#### AIM OF THE EXERCISE
Count the lines in the following entries that contain the word "below". Reply with that number only.

#### DATA RECORDS

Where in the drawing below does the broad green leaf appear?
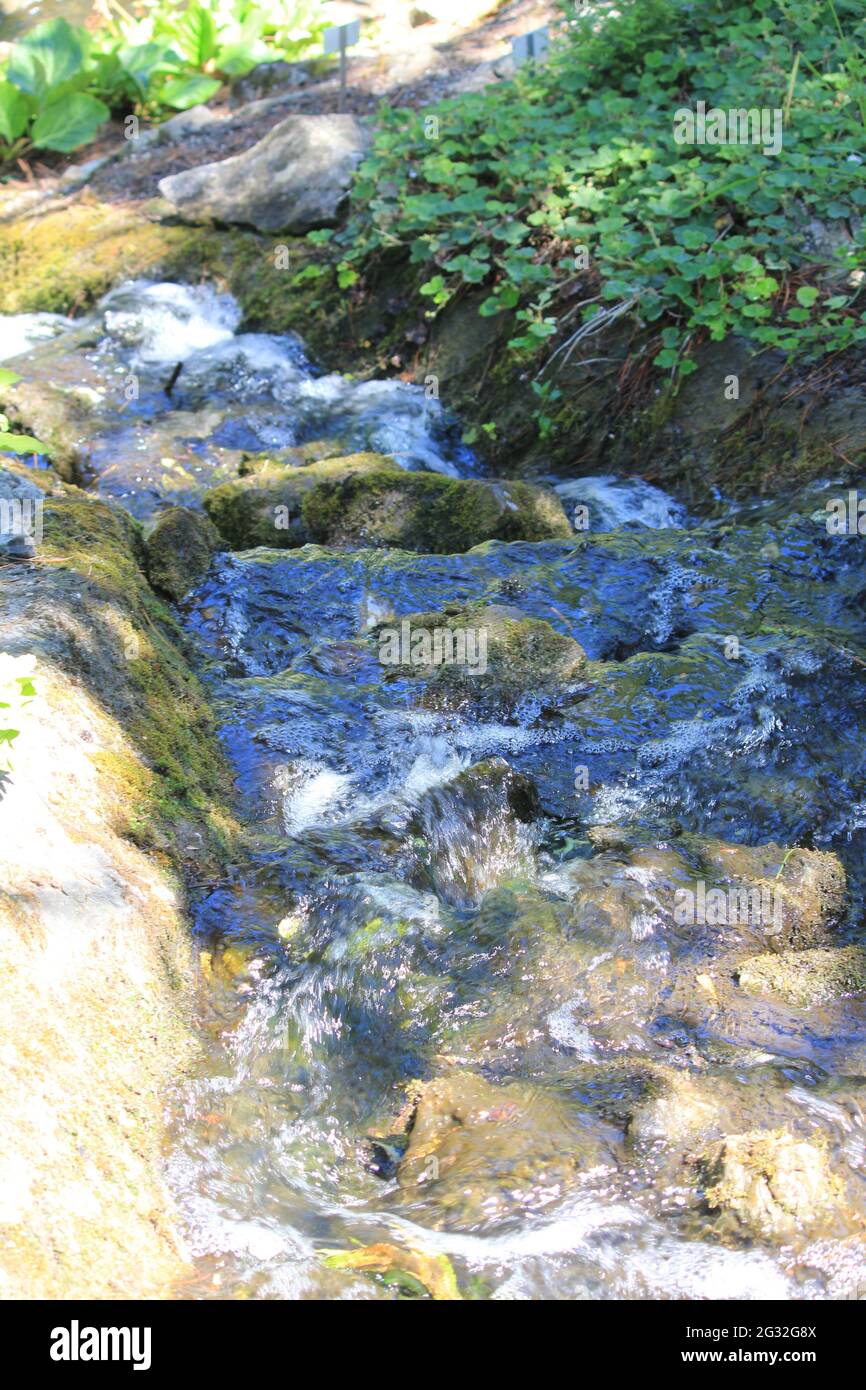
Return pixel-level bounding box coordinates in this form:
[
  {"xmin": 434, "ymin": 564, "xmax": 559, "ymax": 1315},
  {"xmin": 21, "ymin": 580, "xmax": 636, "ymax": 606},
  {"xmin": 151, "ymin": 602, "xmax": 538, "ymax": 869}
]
[
  {"xmin": 32, "ymin": 92, "xmax": 111, "ymax": 153},
  {"xmin": 6, "ymin": 19, "xmax": 86, "ymax": 95},
  {"xmin": 214, "ymin": 39, "xmax": 272, "ymax": 78},
  {"xmin": 0, "ymin": 430, "xmax": 50, "ymax": 455},
  {"xmin": 160, "ymin": 72, "xmax": 222, "ymax": 111},
  {"xmin": 0, "ymin": 82, "xmax": 31, "ymax": 145},
  {"xmin": 117, "ymin": 43, "xmax": 170, "ymax": 96},
  {"xmin": 177, "ymin": 4, "xmax": 217, "ymax": 68}
]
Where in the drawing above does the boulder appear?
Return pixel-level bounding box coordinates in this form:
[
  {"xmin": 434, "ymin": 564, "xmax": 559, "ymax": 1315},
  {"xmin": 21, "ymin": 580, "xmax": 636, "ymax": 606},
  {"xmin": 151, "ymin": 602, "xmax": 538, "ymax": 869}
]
[
  {"xmin": 740, "ymin": 947, "xmax": 866, "ymax": 1009},
  {"xmin": 375, "ymin": 602, "xmax": 587, "ymax": 712},
  {"xmin": 145, "ymin": 507, "xmax": 220, "ymax": 603},
  {"xmin": 698, "ymin": 1130, "xmax": 842, "ymax": 1238},
  {"xmin": 160, "ymin": 114, "xmax": 367, "ymax": 234},
  {"xmin": 204, "ymin": 453, "xmax": 571, "ymax": 555}
]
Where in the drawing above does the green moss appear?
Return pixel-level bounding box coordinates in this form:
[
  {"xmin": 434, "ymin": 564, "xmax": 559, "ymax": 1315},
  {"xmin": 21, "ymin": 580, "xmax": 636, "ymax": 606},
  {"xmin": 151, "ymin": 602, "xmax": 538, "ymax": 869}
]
[
  {"xmin": 204, "ymin": 455, "xmax": 571, "ymax": 555},
  {"xmin": 39, "ymin": 489, "xmax": 234, "ymax": 866},
  {"xmin": 145, "ymin": 507, "xmax": 220, "ymax": 602},
  {"xmin": 738, "ymin": 947, "xmax": 866, "ymax": 1009}
]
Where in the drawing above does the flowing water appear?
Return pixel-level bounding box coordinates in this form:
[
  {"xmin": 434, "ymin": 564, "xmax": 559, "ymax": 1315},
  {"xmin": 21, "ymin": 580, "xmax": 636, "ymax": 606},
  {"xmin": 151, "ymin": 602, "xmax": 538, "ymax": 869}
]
[{"xmin": 3, "ymin": 282, "xmax": 866, "ymax": 1298}]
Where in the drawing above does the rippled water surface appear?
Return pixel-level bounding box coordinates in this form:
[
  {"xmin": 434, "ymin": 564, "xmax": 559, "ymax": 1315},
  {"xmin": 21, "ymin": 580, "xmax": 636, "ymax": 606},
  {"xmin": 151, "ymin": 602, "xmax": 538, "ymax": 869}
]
[{"xmin": 4, "ymin": 282, "xmax": 866, "ymax": 1298}]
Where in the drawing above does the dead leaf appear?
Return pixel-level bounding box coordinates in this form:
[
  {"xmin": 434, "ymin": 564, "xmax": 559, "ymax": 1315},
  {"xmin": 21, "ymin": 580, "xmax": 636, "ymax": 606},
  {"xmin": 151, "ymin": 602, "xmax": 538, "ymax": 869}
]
[{"xmin": 325, "ymin": 1244, "xmax": 460, "ymax": 1302}]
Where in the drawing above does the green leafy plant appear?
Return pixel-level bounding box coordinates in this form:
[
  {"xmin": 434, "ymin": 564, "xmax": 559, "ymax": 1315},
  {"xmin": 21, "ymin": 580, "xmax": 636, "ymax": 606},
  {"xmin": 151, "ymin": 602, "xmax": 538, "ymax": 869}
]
[
  {"xmin": 0, "ymin": 19, "xmax": 111, "ymax": 163},
  {"xmin": 93, "ymin": 0, "xmax": 324, "ymax": 110},
  {"xmin": 0, "ymin": 367, "xmax": 50, "ymax": 455},
  {"xmin": 0, "ymin": 0, "xmax": 324, "ymax": 165},
  {"xmin": 329, "ymin": 0, "xmax": 866, "ymax": 405},
  {"xmin": 0, "ymin": 676, "xmax": 36, "ymax": 801}
]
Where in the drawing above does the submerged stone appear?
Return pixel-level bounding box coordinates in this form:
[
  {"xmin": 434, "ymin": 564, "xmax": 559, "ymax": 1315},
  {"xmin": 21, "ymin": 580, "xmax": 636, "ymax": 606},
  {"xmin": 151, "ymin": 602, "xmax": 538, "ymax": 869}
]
[
  {"xmin": 398, "ymin": 1072, "xmax": 616, "ymax": 1227},
  {"xmin": 204, "ymin": 453, "xmax": 570, "ymax": 555},
  {"xmin": 145, "ymin": 507, "xmax": 220, "ymax": 603},
  {"xmin": 738, "ymin": 947, "xmax": 866, "ymax": 1009},
  {"xmin": 696, "ymin": 1130, "xmax": 842, "ymax": 1238}
]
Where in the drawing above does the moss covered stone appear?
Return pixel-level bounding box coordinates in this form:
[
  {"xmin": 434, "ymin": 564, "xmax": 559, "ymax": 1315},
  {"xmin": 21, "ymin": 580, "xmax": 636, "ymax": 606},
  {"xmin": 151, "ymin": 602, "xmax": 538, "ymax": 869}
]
[
  {"xmin": 0, "ymin": 464, "xmax": 234, "ymax": 1298},
  {"xmin": 698, "ymin": 1130, "xmax": 842, "ymax": 1238},
  {"xmin": 738, "ymin": 947, "xmax": 866, "ymax": 1009},
  {"xmin": 204, "ymin": 453, "xmax": 571, "ymax": 555},
  {"xmin": 145, "ymin": 507, "xmax": 220, "ymax": 602},
  {"xmin": 374, "ymin": 602, "xmax": 587, "ymax": 709}
]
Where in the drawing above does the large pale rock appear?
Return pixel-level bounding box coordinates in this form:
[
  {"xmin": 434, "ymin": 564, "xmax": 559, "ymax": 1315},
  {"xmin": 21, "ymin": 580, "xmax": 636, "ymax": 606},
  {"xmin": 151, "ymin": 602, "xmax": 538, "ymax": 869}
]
[{"xmin": 160, "ymin": 115, "xmax": 367, "ymax": 232}]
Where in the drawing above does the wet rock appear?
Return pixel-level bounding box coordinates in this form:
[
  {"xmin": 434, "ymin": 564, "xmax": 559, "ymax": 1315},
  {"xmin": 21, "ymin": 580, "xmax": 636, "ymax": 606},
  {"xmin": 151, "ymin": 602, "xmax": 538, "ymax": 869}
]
[
  {"xmin": 398, "ymin": 1072, "xmax": 617, "ymax": 1227},
  {"xmin": 628, "ymin": 1066, "xmax": 719, "ymax": 1145},
  {"xmin": 699, "ymin": 841, "xmax": 845, "ymax": 951},
  {"xmin": 204, "ymin": 453, "xmax": 570, "ymax": 555},
  {"xmin": 145, "ymin": 507, "xmax": 220, "ymax": 603},
  {"xmin": 738, "ymin": 947, "xmax": 866, "ymax": 1009},
  {"xmin": 0, "ymin": 197, "xmax": 200, "ymax": 314},
  {"xmin": 160, "ymin": 115, "xmax": 367, "ymax": 232},
  {"xmin": 0, "ymin": 463, "xmax": 44, "ymax": 560},
  {"xmin": 377, "ymin": 603, "xmax": 587, "ymax": 713},
  {"xmin": 698, "ymin": 1130, "xmax": 842, "ymax": 1238},
  {"xmin": 0, "ymin": 470, "xmax": 228, "ymax": 1298},
  {"xmin": 1, "ymin": 381, "xmax": 93, "ymax": 481}
]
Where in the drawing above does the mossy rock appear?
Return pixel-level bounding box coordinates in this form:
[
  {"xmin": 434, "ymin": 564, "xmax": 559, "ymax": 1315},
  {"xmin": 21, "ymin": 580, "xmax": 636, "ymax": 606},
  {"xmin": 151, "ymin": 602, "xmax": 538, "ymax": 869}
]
[
  {"xmin": 0, "ymin": 197, "xmax": 202, "ymax": 314},
  {"xmin": 0, "ymin": 381, "xmax": 93, "ymax": 482},
  {"xmin": 696, "ymin": 1130, "xmax": 842, "ymax": 1238},
  {"xmin": 145, "ymin": 507, "xmax": 220, "ymax": 603},
  {"xmin": 373, "ymin": 602, "xmax": 587, "ymax": 712},
  {"xmin": 204, "ymin": 453, "xmax": 571, "ymax": 555},
  {"xmin": 22, "ymin": 470, "xmax": 236, "ymax": 870},
  {"xmin": 699, "ymin": 841, "xmax": 847, "ymax": 951},
  {"xmin": 738, "ymin": 947, "xmax": 866, "ymax": 1009}
]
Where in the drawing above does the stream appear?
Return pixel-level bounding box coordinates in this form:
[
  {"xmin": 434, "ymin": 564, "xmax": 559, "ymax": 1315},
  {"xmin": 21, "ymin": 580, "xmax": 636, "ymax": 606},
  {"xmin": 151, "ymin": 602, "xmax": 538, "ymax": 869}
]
[{"xmin": 3, "ymin": 281, "xmax": 866, "ymax": 1300}]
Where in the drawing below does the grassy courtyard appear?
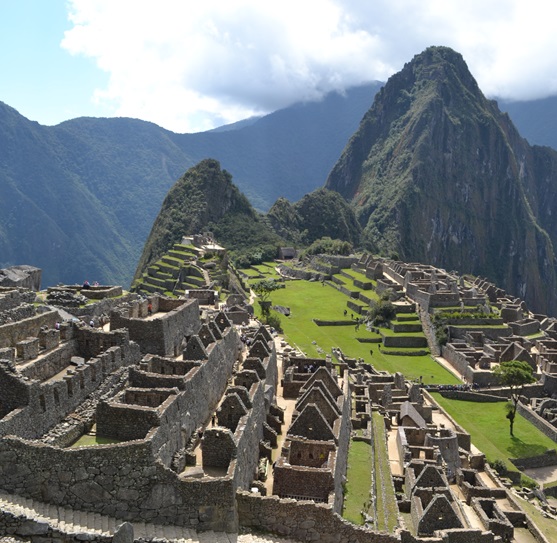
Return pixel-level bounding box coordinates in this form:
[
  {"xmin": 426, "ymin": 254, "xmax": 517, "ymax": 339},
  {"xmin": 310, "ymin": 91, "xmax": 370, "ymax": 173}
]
[
  {"xmin": 432, "ymin": 393, "xmax": 556, "ymax": 471},
  {"xmin": 255, "ymin": 281, "xmax": 459, "ymax": 384}
]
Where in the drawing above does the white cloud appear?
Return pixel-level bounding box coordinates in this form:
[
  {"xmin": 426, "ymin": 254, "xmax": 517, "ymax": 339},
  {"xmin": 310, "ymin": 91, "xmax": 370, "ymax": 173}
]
[{"xmin": 62, "ymin": 0, "xmax": 557, "ymax": 132}]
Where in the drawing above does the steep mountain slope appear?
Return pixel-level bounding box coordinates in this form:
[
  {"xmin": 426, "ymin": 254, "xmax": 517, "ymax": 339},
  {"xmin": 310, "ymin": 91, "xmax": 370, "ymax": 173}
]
[
  {"xmin": 0, "ymin": 84, "xmax": 379, "ymax": 285},
  {"xmin": 0, "ymin": 106, "xmax": 133, "ymax": 283},
  {"xmin": 499, "ymin": 96, "xmax": 557, "ymax": 149},
  {"xmin": 326, "ymin": 47, "xmax": 557, "ymax": 313},
  {"xmin": 267, "ymin": 188, "xmax": 361, "ymax": 245},
  {"xmin": 135, "ymin": 159, "xmax": 280, "ymax": 278}
]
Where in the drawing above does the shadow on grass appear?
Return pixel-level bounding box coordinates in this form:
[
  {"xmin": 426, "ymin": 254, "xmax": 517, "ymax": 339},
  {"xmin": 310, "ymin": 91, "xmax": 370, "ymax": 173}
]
[{"xmin": 506, "ymin": 435, "xmax": 547, "ymax": 458}]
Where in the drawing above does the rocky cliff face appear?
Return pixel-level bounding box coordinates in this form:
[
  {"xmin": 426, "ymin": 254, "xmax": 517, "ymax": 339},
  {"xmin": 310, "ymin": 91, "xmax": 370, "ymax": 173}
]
[
  {"xmin": 135, "ymin": 158, "xmax": 279, "ymax": 278},
  {"xmin": 326, "ymin": 47, "xmax": 557, "ymax": 314}
]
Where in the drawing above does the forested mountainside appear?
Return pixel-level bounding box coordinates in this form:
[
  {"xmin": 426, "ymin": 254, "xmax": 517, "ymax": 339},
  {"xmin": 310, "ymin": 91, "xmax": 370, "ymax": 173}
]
[
  {"xmin": 135, "ymin": 159, "xmax": 281, "ymax": 278},
  {"xmin": 0, "ymin": 44, "xmax": 557, "ymax": 296},
  {"xmin": 0, "ymin": 83, "xmax": 380, "ymax": 285},
  {"xmin": 267, "ymin": 188, "xmax": 361, "ymax": 246},
  {"xmin": 326, "ymin": 47, "xmax": 557, "ymax": 314},
  {"xmin": 135, "ymin": 159, "xmax": 361, "ymax": 279}
]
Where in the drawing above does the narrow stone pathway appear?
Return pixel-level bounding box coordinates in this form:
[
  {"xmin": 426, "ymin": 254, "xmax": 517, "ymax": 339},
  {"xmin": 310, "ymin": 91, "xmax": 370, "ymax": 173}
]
[{"xmin": 0, "ymin": 493, "xmax": 296, "ymax": 543}]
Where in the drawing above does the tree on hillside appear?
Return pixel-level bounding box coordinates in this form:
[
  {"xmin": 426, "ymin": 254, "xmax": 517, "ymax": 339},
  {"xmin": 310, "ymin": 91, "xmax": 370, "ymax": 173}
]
[{"xmin": 493, "ymin": 360, "xmax": 536, "ymax": 436}]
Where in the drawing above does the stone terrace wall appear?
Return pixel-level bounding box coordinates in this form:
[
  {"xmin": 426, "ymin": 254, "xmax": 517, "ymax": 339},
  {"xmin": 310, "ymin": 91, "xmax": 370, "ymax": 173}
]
[
  {"xmin": 517, "ymin": 402, "xmax": 557, "ymax": 443},
  {"xmin": 0, "ymin": 311, "xmax": 61, "ymax": 348},
  {"xmin": 146, "ymin": 328, "xmax": 240, "ymax": 467},
  {"xmin": 0, "ymin": 510, "xmax": 112, "ymax": 543},
  {"xmin": 110, "ymin": 298, "xmax": 201, "ymax": 356},
  {"xmin": 236, "ymin": 491, "xmax": 400, "ymax": 543},
  {"xmin": 232, "ymin": 381, "xmax": 266, "ymax": 489},
  {"xmin": 0, "ymin": 347, "xmax": 139, "ymax": 439},
  {"xmin": 334, "ymin": 379, "xmax": 352, "ymax": 513},
  {"xmin": 0, "ymin": 287, "xmax": 37, "ymax": 312},
  {"xmin": 0, "ymin": 438, "xmax": 237, "ymax": 531}
]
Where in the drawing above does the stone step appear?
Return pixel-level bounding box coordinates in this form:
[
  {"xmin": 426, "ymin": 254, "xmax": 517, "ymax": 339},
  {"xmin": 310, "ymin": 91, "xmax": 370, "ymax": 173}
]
[{"xmin": 0, "ymin": 492, "xmax": 239, "ymax": 543}]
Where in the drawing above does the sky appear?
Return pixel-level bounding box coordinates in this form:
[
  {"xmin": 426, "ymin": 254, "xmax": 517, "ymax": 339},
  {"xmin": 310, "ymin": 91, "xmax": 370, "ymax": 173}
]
[{"xmin": 0, "ymin": 0, "xmax": 557, "ymax": 133}]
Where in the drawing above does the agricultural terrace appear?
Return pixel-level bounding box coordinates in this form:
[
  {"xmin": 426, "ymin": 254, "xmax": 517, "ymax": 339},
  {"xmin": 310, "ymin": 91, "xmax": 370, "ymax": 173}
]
[{"xmin": 242, "ymin": 276, "xmax": 460, "ymax": 384}]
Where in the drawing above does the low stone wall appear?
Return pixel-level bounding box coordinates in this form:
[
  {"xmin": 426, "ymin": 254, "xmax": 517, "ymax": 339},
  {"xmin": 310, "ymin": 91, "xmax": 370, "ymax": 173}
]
[
  {"xmin": 0, "ymin": 311, "xmax": 62, "ymax": 348},
  {"xmin": 448, "ymin": 326, "xmax": 513, "ymax": 339},
  {"xmin": 439, "ymin": 390, "xmax": 507, "ymax": 403},
  {"xmin": 0, "ymin": 438, "xmax": 237, "ymax": 531},
  {"xmin": 110, "ymin": 298, "xmax": 200, "ymax": 356},
  {"xmin": 236, "ymin": 491, "xmax": 400, "ymax": 543},
  {"xmin": 383, "ymin": 336, "xmax": 427, "ymax": 348},
  {"xmin": 509, "ymin": 449, "xmax": 557, "ymax": 471},
  {"xmin": 79, "ymin": 286, "xmax": 122, "ymax": 300},
  {"xmin": 517, "ymin": 403, "xmax": 557, "ymax": 444},
  {"xmin": 313, "ymin": 319, "xmax": 356, "ymax": 326},
  {"xmin": 0, "ymin": 509, "xmax": 112, "ymax": 543}
]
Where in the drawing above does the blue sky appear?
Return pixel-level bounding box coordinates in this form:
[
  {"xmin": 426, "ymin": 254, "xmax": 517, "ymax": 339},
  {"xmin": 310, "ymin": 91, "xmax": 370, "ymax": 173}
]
[
  {"xmin": 0, "ymin": 0, "xmax": 557, "ymax": 132},
  {"xmin": 0, "ymin": 0, "xmax": 114, "ymax": 125}
]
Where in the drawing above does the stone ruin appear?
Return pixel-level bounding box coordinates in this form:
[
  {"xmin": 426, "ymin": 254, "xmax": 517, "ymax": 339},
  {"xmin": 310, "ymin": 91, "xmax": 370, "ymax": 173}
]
[
  {"xmin": 0, "ymin": 260, "xmax": 553, "ymax": 543},
  {"xmin": 0, "ymin": 282, "xmax": 282, "ymax": 531}
]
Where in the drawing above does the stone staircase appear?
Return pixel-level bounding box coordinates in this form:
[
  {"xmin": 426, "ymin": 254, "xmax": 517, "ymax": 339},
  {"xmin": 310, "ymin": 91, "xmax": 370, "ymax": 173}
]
[{"xmin": 0, "ymin": 493, "xmax": 233, "ymax": 543}]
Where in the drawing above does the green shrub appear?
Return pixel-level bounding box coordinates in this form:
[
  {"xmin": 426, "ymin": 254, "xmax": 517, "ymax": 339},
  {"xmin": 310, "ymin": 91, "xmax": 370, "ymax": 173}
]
[
  {"xmin": 491, "ymin": 458, "xmax": 507, "ymax": 477},
  {"xmin": 263, "ymin": 311, "xmax": 282, "ymax": 332}
]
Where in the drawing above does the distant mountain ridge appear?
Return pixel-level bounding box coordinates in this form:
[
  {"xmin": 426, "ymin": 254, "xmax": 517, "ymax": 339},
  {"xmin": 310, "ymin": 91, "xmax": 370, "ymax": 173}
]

#### FINISHED TASK
2